◆ TRECHO DO TEXTO:
########
A integridade da ciência depende tanto da acurácia dos métodos como da ética dos pesquisadores. A declaração de conflito de interesses tem sido adotada pelas publicações científicas como um elemento aferidor desse compromisso, abrindo espaço para que autoras e autores exponham suas afiliações institucionais, profissionais e até religiosas quando relacionadas ao universo pesquisado, tornando públicas tais informações para julgamento dos próprios leitores e da comunidade científica.

Nas áreas em que envolvem grandes interesses comerciais, no entanto, essa prática nem sempre é comum. Pelo contrário, muitas vezes os conflitos são camuflados. O último número do periódico World Nutrition (WN, 2018;9(3) traz o artigo Criticism of the NOVA classification: who are the protagonists? que se propõe a jogar luz sobre essa prática no campo da nutrição. O resultado chama atenção. De 38 artigos selecionados, 32 trazem assinaturas de autores e/ou coautores com conflito de interesses – explícitos ou camuflados – com a cadeia produtiva de alimentos ultraprocessados.

Nos últimos quatro anos o debate científico da área tem sido polarizado em torno da classificação NOVA, que propõe a discussão sobre o consumo de alimentos e produtos alimentícios a partir da extensão e propósito do processamento. À mesma velocidade que o sistema classificatório apresentado pelo Núcleo de Pesquisas Epidemiológicas em Nutrição em Saúde (NUPENS/USP) quebra paradigmas e expõe os efeitos nocivos dos produtos ultraprocessados à saúde e ganha respaldo internacional, a ferramenta também tem sido muito criticada.

A classificação NOVA é a base utilizada no Guia Alimentar da População Brasileira, publicado em 2014, e foi endossada no ano seguinte pela Organização Pan-Americana de Saúde (OPAS/OMS), sendo utilizada também nas orientações alimentares do Uruguai e referenciada pelas autoridades públicas e sanitárias do Canadá e da França. Em 2017 foi alvo de críticas em publicações e eventos científicos, sem ter tido direito de resposta. À época, a Abrasco lançou nota de apoio ao NUPENS/USP. A campanha seguiu insidiosa por diversos veículos e eventos, chamando a atenção de outros pesquisadores que não são afiliados ao mesmo núcleo de pesquisa. Afinal, quem critica a classificação NOVA?

Com o objetivo de identificar as relações entre indivíduos e organizações que têm recentemente criticado a classificação, as pesquisadoras Melissa Mialon e Fernanda Baeza Scagliusi, ambas do Departamento de Nutrição da Faculdade de Saúde Pública da Universidade de São Paulo (FSP/USP), e o pesquisador Paulo Sêrodio, da Escola de Economia da Universidade de Barcelona, mergulharam nas principais bases científicas para localizar e averiguar tal produção.

A pesquisa foi conduzida entre agosto e dezembro de 2018 nas bases PubMed, Scopus e Web of Science. Num primeiro momento, os pesquisadores buscaram por todo e qualquer tipo de conteúdo que trouxesse a palavra-chave “ultraprocessado” sem definição de tempo. Posteriormente, as buscas foram refinadas, selecionando todo o tipo de material considerado crítico à classificação NOVA, incluindo artigos científicos, resumos de apresentações orais, comentários encomendados, editoriais, vídeos e até depoimento em audiência pública. Os documentos foram publicados e/ou apresentados na Bélgica, Brasil, Colômbia, Estados Unidos, França e Reino Unido.
########
◆ DADOS DISPONÍVEIS:
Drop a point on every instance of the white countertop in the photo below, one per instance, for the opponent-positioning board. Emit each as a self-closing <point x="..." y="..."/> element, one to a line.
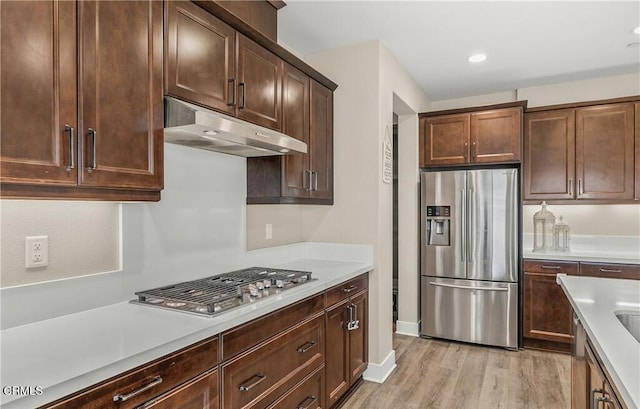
########
◆ TAREFAS A FAZER:
- 1) Copie do texto sobre a classificação NOVA o trecho que começa nas palavras "A integridade da" e termina logo depois das palavras "da comunidade científica.".
- 2) Traduza para o inglês esta frase do texto sobre a classificação NOVA: "A pesquisa foi conduzida entre agosto e dezembro de 2018 nas bases PubMed, Scopus e Web of Science."

◆ RESULTADOS POR TAREFA:
- 1)
A integridade da ciência depende tanto da acurácia dos métodos como da ética dos pesquisadores. A declaração de conflito de interesses tem sido adotada pelas publicações científicas como um elemento aferidor desse compromisso, abrindo espaço para que autoras e autores exponham suas afiliações institucionais, profissionais e até religiosas quando relacionadas ao universo pesquisado, tornando públicas tais informações para julgamento dos próprios leitores e da comunidade científica.

- 2) The research was conducted between August and December 2018 in the PubMed, Scopus, and Web of Science databases.